> **Requirement**:
Your answer should be the lines below from the one holding "For every instance of the cream" through the one holding "For every instance of the reflection", copied exactly and with nothing else.

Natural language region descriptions
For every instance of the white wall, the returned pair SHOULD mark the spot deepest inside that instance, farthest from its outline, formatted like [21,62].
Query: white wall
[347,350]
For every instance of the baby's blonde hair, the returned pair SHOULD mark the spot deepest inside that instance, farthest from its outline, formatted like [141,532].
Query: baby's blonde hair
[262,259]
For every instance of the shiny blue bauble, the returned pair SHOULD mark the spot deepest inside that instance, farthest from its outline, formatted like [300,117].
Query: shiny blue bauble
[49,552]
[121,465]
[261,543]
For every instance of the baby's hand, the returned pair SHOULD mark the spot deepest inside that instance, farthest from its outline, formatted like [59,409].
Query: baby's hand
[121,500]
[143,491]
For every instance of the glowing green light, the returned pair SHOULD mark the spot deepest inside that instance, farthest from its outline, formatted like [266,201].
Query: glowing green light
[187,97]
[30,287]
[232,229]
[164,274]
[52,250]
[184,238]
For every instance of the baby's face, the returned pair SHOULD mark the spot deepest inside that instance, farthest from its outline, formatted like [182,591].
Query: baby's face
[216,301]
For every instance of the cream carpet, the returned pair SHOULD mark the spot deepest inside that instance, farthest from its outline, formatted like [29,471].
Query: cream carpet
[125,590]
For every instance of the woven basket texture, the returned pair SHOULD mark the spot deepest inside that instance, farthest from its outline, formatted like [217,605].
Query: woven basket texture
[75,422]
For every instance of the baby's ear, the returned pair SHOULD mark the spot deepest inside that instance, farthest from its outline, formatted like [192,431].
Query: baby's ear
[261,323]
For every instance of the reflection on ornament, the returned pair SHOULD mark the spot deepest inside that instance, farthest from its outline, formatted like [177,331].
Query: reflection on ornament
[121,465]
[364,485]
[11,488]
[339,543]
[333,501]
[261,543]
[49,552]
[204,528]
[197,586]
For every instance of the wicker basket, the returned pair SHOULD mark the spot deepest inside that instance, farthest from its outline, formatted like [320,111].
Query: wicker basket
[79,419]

> **Task result**:
For every instance of the cream carpet, the returned pair SHOULD mark the spot deepest inside that instance, farthest from its outline, formatted like [29,471].
Query: cream carpet
[125,590]
For every instance of the woven basket texture, the returned pair SHOULD mark the spot deepest inside that instance, farthest from its outline, formatted like [217,605].
Query: woven basket texture
[75,422]
For every instance of the baby's ear, the returned pair SHOULD mark the spot deepest inside that instance, farthest from its outline, formatted like [192,431].
Query: baby's ear
[261,323]
For every instance of the reflection on ornament, the returned pair SHOULD mark the spot deepest inside that instance, farthest from its outline, formatted like [177,331].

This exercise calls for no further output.